• What to work on: Copy the lines below word for word, leaving out the pictures.

■ ■ ■ ■

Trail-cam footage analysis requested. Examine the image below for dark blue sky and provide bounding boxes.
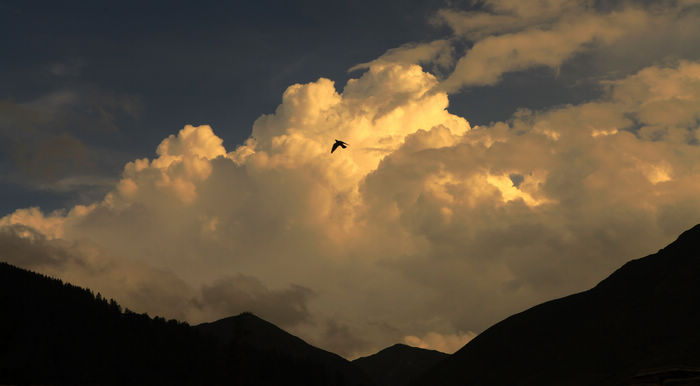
[0,0,594,215]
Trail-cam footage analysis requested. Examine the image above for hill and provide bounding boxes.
[194,312,372,385]
[415,225,700,386]
[0,263,372,386]
[353,344,449,386]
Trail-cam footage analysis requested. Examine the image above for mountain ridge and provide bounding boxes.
[413,225,700,386]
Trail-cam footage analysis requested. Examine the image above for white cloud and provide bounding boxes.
[0,57,700,356]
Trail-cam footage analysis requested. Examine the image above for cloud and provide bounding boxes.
[0,87,141,195]
[198,274,313,327]
[321,319,369,360]
[360,0,700,93]
[404,331,476,354]
[0,55,700,357]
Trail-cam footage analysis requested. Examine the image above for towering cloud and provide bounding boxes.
[0,1,700,356]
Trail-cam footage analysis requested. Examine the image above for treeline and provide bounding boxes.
[0,263,372,385]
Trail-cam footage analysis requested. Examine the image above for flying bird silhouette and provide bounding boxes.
[331,139,348,153]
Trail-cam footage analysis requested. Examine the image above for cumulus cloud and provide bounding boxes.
[0,52,700,357]
[0,88,141,196]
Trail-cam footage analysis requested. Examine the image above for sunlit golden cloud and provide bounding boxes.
[0,1,700,357]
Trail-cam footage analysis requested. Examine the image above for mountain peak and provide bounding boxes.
[416,225,700,386]
[353,343,448,386]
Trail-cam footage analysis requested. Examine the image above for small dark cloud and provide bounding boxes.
[0,224,77,269]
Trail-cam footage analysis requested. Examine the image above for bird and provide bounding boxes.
[331,139,348,153]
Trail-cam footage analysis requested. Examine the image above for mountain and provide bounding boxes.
[353,344,449,386]
[194,312,372,385]
[415,225,700,386]
[0,263,372,386]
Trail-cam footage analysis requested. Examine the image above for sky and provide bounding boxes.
[0,0,700,359]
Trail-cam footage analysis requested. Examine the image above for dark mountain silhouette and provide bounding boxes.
[0,263,372,386]
[353,344,449,386]
[414,225,700,386]
[195,312,372,385]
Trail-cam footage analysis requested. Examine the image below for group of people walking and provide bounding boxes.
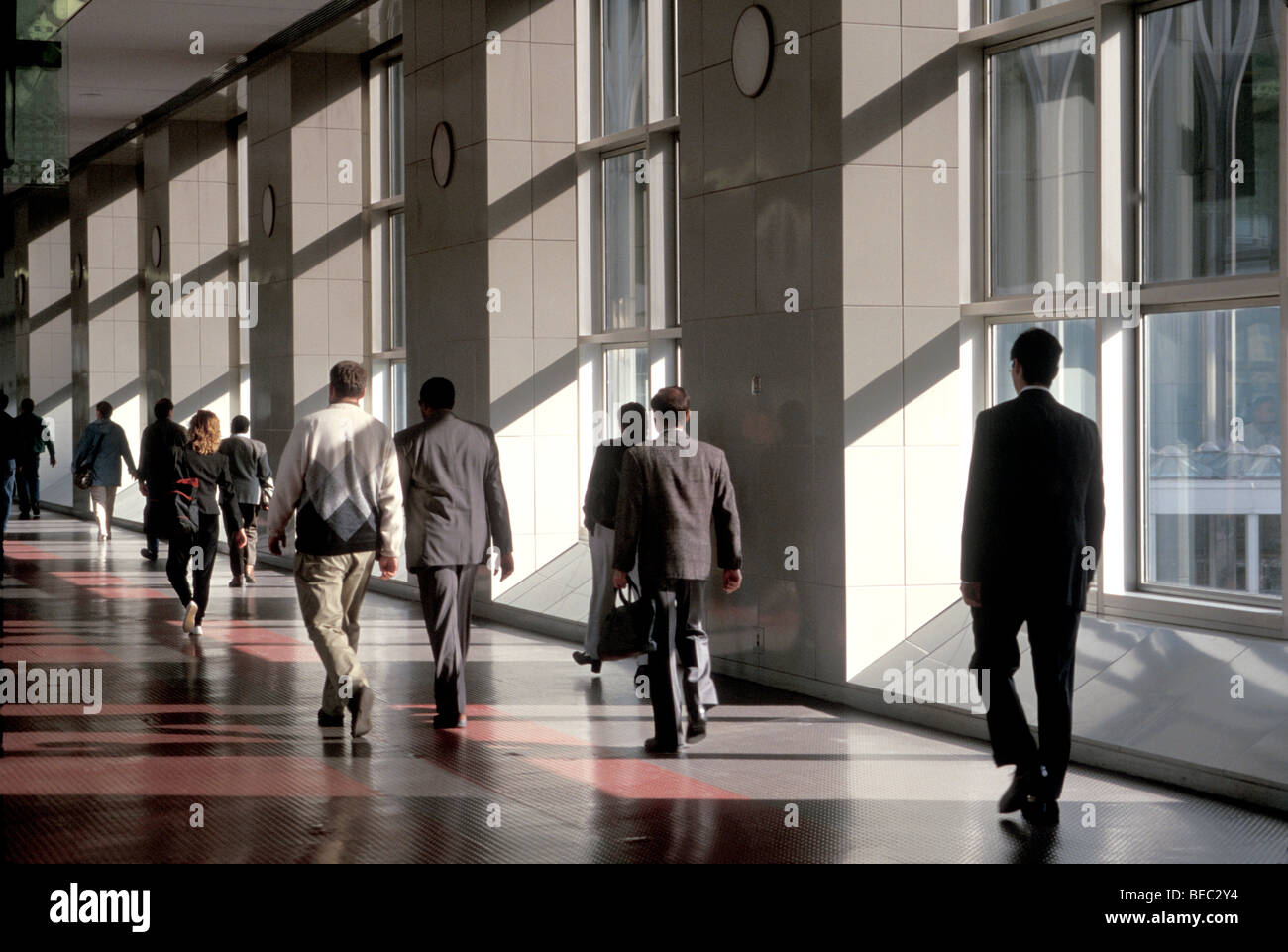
[0,329,1105,824]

■ ■ ■ ■

• Complete response:
Trail-cam footage analysis requested. Examine the image below for dark blue sky and provide bounding boxes.
[0,0,594,215]
Trail-cam footage analysis requested. Examine the image above for hill and provide bounding boxes.
[194,312,372,385]
[415,225,700,386]
[0,263,372,386]
[353,344,449,386]
Trail-cam footage analysis requested. Examine the image above for mountain ridge and provide bounding boxes.
[413,225,700,386]
Trail-cam footage analysis requested. Examine the image above for white cloud and provide bounding boxes.
[0,57,700,356]
Trail-cam footage analysis requested. Examine the image above for cloud and provide bounding boxes.
[0,87,141,195]
[198,274,313,327]
[321,319,369,360]
[360,0,700,93]
[404,331,476,354]
[0,55,700,357]
Trail-cam footage analysis requested. Examine the image above for towering cloud and provide bounding boxes.
[0,1,700,356]
Trail-cam footage analysis requested. Examine the image above for treeline and provide bounding boxes.
[0,263,372,385]
Trail-cam footage analysis requested. Examine the image above for flying bird silhouette and provide bounding boxes.
[331,139,348,153]
Trail-cam footage analysis requested. Examine the image above for cumulus cloud and provide bounding boxes.
[0,52,700,357]
[0,88,141,196]
Trail-cam footage analysis requested. Examine the image above for sunlit golden cloud and provide bounding boxes.
[0,1,700,357]
Trail-cam footage analysis requested. Examine the image above for mountain peak and provide bounding boxes.
[416,225,700,386]
[353,343,448,386]
Trail-cam footage analysis requested. Examine the image above for small dark cloud and provide bounding boxes.
[0,224,77,269]
Trail-cam footage analysis requested. Examine the image above for bird and provide bounding boxes.
[331,139,348,153]
Trail-cam footage analysis requested. Examine the image above for mountain and provide bounding boxes.
[353,344,449,386]
[194,312,372,385]
[415,225,700,386]
[0,263,372,386]
Trail-cam footage analysis requested. Examine the image above for sky and provide bounding boxes.
[0,0,700,359]
Trail-cam footage analysis requested. Examine the image above for dark mountain silhouette and provide bounding boxes.
[0,263,372,386]
[353,344,449,386]
[414,225,700,386]
[195,312,372,385]
Trail-cam footage analysis requested. Examine the image below for group of people walking and provide bounding boxes.
[0,329,1105,824]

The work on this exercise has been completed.